* _Prompt 1_: In the smoker forum thread, how much meat can be loaded while still getting consistent enough temps without stirring air?

***

4. The only fix you will have for the MES controller overshooting and droping under with temps is to rewire the MES so power goes directly to the heating element (including the safety temp switch in the wiring) and by using a 3rd party PID controller to control the temp.  This actually isn't too complicated.  If you do this though the onboard smoking mechanism is no longer viable as the element will only be cut on for short periods of time to maintain the heat in the smoker once the temp is hit.  Again the mailbox mod and AMNPS makes this a non issue.

5. Finally, there is no air stirring in the MES so no matter what you will not have even temps throughout the smoker.  This is just a fact of life and the reason why ovens using a stirring fan.  You basically just have to live with this or try and create some heat deflecting situations inside the smoker. 

I'm going to mod my MES with a convection oven fan very soon to resolve this issue but have found that as long as you don't load more than 1.5 racks worth of meat you can get consistent enough temps without stirring air

Again, this is the nature of an electric smoker and many non electric smokers (with even temps and air stirring) so don't get down, simply work with reality and learn how to make it work with you :)

Anyhow I hope this info helps :)


----------



## jkeith (Mar 1, 2017)

A lot of good info fellas....thanks for the responses!!!!


----------

***

* _Prompt 2_: Please identify every line of the records that contains the string "banner".

[Saved data records]
***

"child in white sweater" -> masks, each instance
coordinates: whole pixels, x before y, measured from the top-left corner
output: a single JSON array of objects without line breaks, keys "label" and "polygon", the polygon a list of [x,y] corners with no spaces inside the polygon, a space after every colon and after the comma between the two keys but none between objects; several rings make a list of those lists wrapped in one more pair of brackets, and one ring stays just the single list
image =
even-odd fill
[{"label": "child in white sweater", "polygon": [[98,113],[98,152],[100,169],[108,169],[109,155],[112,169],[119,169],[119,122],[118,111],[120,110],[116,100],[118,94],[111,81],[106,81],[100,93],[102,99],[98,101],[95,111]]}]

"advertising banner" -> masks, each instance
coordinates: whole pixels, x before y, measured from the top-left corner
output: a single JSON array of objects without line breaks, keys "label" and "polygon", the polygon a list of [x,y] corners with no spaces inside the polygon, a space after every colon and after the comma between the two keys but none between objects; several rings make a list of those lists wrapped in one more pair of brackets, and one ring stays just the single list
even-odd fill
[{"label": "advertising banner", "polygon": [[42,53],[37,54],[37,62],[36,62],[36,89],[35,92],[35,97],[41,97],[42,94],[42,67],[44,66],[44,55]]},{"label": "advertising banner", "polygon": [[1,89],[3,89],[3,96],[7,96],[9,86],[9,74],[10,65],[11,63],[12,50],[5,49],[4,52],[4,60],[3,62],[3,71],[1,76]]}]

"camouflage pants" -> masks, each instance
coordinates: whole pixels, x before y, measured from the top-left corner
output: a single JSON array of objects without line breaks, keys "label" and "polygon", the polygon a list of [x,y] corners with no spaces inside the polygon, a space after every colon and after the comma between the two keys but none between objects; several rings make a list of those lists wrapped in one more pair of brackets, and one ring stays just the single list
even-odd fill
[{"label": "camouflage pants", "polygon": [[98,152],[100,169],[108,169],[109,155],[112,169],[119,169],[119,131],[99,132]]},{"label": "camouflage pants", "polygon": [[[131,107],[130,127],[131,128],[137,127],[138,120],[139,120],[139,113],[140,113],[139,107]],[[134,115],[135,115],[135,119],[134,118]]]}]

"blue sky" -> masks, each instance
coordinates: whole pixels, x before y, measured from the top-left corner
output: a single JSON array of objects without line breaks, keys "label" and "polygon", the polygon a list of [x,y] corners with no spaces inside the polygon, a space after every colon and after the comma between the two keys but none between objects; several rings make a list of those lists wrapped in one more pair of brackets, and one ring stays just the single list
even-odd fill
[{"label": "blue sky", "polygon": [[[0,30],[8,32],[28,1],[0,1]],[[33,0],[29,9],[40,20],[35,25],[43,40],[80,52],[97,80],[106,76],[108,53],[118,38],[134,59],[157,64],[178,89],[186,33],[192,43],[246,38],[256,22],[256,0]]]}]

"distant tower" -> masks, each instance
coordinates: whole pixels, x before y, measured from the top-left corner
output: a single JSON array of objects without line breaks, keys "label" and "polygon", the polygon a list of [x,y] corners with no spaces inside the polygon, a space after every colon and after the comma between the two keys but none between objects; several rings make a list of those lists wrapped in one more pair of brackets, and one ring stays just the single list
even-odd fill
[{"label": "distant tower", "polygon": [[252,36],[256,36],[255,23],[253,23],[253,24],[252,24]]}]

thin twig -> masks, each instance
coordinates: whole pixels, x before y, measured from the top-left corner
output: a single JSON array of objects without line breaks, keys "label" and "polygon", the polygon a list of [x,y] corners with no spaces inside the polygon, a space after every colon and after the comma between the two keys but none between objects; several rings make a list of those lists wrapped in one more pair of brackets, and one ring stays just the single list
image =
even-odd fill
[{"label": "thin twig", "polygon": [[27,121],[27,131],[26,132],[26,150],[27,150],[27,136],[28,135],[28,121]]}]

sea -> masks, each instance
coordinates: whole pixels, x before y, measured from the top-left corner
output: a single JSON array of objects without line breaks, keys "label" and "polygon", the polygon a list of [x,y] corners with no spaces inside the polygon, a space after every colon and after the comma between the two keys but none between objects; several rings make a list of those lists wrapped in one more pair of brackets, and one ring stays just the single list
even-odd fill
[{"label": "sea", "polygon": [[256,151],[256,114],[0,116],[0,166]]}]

***

* _Full solution 1_: No more than 1.5 racks' worth of meat.

* _Full solution 2_:
"advertising banner" -> masks, each instance
[{"label": "advertising banner", "polygon": [[42,53],[37,54],[37,62],[36,62],[36,89],[35,92],[35,97],[41,97],[42,94],[42,67],[44,66],[44,55]]},{"label": "advertising banner", "polygon": [[1,89],[3,89],[3,96],[7,96],[9,86],[9,74],[10,65],[11,63],[12,50],[5,49],[4,52],[4,60],[3,62],[3,71],[1,76]]}]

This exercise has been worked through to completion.